Exercise aim =
Line by line, transcribe the data shown below.

Given records =

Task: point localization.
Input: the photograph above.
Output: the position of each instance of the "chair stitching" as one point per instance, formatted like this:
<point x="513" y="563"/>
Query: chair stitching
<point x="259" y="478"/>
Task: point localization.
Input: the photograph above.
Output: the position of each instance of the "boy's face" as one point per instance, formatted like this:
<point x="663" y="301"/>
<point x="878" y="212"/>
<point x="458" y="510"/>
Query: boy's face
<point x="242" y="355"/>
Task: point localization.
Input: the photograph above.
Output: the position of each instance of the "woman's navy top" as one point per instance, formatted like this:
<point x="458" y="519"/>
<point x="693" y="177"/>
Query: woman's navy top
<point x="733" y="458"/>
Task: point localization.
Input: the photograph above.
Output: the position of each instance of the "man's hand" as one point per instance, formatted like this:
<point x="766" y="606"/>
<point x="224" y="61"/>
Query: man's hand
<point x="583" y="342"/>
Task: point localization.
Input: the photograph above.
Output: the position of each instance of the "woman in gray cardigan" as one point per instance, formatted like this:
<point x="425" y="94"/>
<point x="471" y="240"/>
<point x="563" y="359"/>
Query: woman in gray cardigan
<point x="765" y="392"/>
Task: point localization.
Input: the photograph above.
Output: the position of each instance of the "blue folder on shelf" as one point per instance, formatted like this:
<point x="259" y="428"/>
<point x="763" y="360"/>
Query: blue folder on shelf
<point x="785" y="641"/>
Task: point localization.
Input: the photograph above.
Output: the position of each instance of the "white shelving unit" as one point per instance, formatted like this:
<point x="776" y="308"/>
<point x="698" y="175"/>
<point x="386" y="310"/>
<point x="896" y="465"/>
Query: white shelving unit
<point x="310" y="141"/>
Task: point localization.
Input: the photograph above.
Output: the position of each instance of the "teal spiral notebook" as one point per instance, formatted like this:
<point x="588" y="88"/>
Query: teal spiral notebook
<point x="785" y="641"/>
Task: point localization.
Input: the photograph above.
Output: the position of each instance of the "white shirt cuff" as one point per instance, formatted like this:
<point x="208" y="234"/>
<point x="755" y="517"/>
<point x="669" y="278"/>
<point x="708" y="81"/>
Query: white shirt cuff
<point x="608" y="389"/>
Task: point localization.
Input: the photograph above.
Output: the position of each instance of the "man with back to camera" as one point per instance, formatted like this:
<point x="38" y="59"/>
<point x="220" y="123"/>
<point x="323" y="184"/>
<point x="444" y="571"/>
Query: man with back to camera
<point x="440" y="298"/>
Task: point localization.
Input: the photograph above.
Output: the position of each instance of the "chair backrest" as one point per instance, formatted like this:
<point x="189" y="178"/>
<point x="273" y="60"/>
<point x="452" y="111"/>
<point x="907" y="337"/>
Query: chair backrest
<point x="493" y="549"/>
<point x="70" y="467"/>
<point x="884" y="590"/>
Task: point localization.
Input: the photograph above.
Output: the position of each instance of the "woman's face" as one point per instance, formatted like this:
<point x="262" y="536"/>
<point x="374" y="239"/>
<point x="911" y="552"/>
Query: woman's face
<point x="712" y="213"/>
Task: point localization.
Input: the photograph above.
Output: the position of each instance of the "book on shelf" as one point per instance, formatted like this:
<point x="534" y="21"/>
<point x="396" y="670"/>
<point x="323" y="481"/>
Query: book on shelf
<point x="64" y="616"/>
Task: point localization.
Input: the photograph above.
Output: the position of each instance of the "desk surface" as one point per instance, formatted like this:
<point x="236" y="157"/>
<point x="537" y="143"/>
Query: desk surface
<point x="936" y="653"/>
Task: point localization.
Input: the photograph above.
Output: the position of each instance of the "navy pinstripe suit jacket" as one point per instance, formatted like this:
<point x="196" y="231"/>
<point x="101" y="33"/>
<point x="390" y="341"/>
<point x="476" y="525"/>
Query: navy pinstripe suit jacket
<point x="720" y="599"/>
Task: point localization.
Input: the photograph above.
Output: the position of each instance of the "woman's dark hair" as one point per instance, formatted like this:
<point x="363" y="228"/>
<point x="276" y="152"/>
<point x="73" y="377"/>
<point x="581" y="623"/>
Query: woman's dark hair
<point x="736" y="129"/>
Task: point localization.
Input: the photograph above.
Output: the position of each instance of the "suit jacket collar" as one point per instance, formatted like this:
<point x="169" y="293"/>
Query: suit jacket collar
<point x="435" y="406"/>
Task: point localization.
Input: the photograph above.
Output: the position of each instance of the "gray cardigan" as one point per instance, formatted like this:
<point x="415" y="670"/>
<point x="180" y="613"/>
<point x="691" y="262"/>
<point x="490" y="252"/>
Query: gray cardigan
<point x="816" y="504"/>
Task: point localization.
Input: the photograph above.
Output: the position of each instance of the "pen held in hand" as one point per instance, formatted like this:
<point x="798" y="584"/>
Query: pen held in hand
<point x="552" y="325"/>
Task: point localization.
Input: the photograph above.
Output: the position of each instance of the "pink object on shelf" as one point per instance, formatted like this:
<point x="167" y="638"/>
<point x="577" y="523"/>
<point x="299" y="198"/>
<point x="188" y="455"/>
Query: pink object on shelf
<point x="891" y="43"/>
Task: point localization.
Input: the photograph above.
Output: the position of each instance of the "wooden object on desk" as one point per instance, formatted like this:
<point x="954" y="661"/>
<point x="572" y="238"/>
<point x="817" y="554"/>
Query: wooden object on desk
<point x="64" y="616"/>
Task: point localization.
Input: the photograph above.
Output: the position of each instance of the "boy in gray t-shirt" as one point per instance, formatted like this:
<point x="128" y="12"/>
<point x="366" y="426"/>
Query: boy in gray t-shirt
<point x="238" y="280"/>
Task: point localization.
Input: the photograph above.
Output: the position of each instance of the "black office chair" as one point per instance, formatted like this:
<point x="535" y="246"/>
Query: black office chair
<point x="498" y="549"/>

Task answer =
Task: point localization.
Input: the photograph above.
Output: the position of each instance of the "chair stitching" as one point per instance, formatted like this:
<point x="513" y="563"/>
Query: chair stitching
<point x="259" y="478"/>
Task: point localization.
Input: the photograph above.
Output: the position of each instance of the "boy's face" as one point per instance, formatted like this:
<point x="663" y="301"/>
<point x="878" y="212"/>
<point x="458" y="510"/>
Query: boy's face
<point x="242" y="355"/>
Task: point localization.
Input: the photograph above.
Output: the position of each instance of the "woman's navy top" as one point per instance, formatted like this:
<point x="458" y="519"/>
<point x="693" y="177"/>
Query: woman's navy top
<point x="733" y="458"/>
Task: point localization.
Input: the photograph above.
Output: the position of each instance of the "man's hand" as one point per instance, formatted like this:
<point x="766" y="606"/>
<point x="224" y="61"/>
Query: man's hand
<point x="583" y="342"/>
Task: point localization.
Input: the photograph above.
Output: the position of each instance of the "woman in gray cardigan" as one point per instance, formatted like this:
<point x="425" y="94"/>
<point x="471" y="240"/>
<point x="563" y="359"/>
Query: woman in gray cardigan
<point x="765" y="392"/>
Task: point localization.
Input: the photograph above.
Output: the position of each instance of the "blue folder on shelf" as one point per instance, formatted like this:
<point x="259" y="428"/>
<point x="763" y="360"/>
Query: blue folder on shelf
<point x="785" y="641"/>
Task: point localization.
Input: the photograph above.
Output: the position of each instance of the "white shelving unit" as one point per instance, formatted like this:
<point x="776" y="308"/>
<point x="698" y="175"/>
<point x="386" y="310"/>
<point x="896" y="465"/>
Query: white shelving unit
<point x="310" y="141"/>
Task: point localization.
Input: the photograph above.
Output: the position of each instance of the "teal spiral notebook" as one point per instance, formatted like this:
<point x="588" y="88"/>
Query: teal spiral notebook
<point x="785" y="641"/>
Task: point localization.
Input: the photograph above.
Output: the position of each instance of the "white shirt cuff" as one point per instance, formatted like this:
<point x="208" y="234"/>
<point x="755" y="517"/>
<point x="669" y="278"/>
<point x="708" y="81"/>
Query: white shirt cuff
<point x="608" y="389"/>
Task: point localization.
Input: the photograph above.
Output: the position of each instance of the "man with back to camera" as one point per instance, formatted like this:
<point x="38" y="59"/>
<point x="220" y="123"/>
<point x="323" y="184"/>
<point x="444" y="571"/>
Query: man with back to camera
<point x="440" y="298"/>
Task: point localization.
Input: the photograph above.
Output: the position of each instance of the "chair backrest" as one point per instance, formatted like this:
<point x="189" y="178"/>
<point x="273" y="60"/>
<point x="452" y="111"/>
<point x="907" y="337"/>
Query: chair backrest
<point x="493" y="549"/>
<point x="70" y="467"/>
<point x="884" y="590"/>
Task: point localization.
Input: the photograph above.
Output: the position of each instance of the "woman's face" as one point per instance, formatted like this:
<point x="262" y="536"/>
<point x="374" y="239"/>
<point x="911" y="552"/>
Query: woman's face
<point x="712" y="213"/>
Task: point localization.
Input: the photograph above.
Output: the position of each instance of the "book on shelf" as one point per instance, formatted like this:
<point x="534" y="21"/>
<point x="396" y="670"/>
<point x="323" y="481"/>
Query: book on shelf
<point x="64" y="616"/>
Task: point localization.
Input: the photograph above.
Output: the position of each instance of the "desk surface" as one point per instance, formatted like this:
<point x="236" y="157"/>
<point x="537" y="143"/>
Query: desk surface
<point x="936" y="653"/>
Task: point localization.
Input: the photograph above.
Output: the position of each instance of the "navy pinstripe suit jacket" as one point per instance, formatted like this:
<point x="196" y="231"/>
<point x="101" y="33"/>
<point x="390" y="341"/>
<point x="476" y="525"/>
Query: navy pinstripe suit jacket
<point x="720" y="599"/>
Task: point localization.
Input: the photograph above.
Output: the position of each instance of the "woman's dark hair" as one point per instance, formatted like this:
<point x="363" y="228"/>
<point x="276" y="152"/>
<point x="73" y="377"/>
<point x="581" y="623"/>
Query: woman's dark hair
<point x="736" y="129"/>
Task: point localization.
Input: the photograph above.
Output: the position of each instance of the "suit jacket collar" as one point per instance, formatted like this:
<point x="169" y="293"/>
Query: suit jacket collar
<point x="435" y="406"/>
Task: point localization.
Input: the photograph above.
Output: the position of each instance of the "gray cardigan" as one point per instance, formatted like this:
<point x="415" y="670"/>
<point x="180" y="613"/>
<point x="691" y="262"/>
<point x="490" y="252"/>
Query: gray cardigan
<point x="816" y="504"/>
Task: point localization.
Input: the photograph above.
Output: the position of each instance of the "pen held in hand" as one point per instance, formatted like this:
<point x="798" y="584"/>
Query: pen held in hand
<point x="552" y="325"/>
Task: point localization.
Input: the photograph above.
Output: the position of each instance of the "pink object on shelf" as one point per instance, formatted like this:
<point x="167" y="638"/>
<point x="577" y="523"/>
<point x="299" y="198"/>
<point x="188" y="455"/>
Query: pink object on shelf
<point x="891" y="43"/>
Task: point localization.
Input: the photograph above.
Output: the position of each instance of the "wooden object on desk" as one point per instance, formatted like this:
<point x="954" y="661"/>
<point x="572" y="238"/>
<point x="817" y="554"/>
Query: wooden object on desk
<point x="64" y="616"/>
Task: point localization.
Input: the photograph above.
Output: the position of each instance of the "boy in gray t-shirt" as one point per instance, formatted like this:
<point x="128" y="12"/>
<point x="366" y="426"/>
Query: boy in gray t-shirt
<point x="238" y="280"/>
Task: point localization.
Input: the photograph above.
Output: the position of each instance of the "black office chair" as one point per instance, formatted like this:
<point x="535" y="246"/>
Query: black office chair
<point x="498" y="549"/>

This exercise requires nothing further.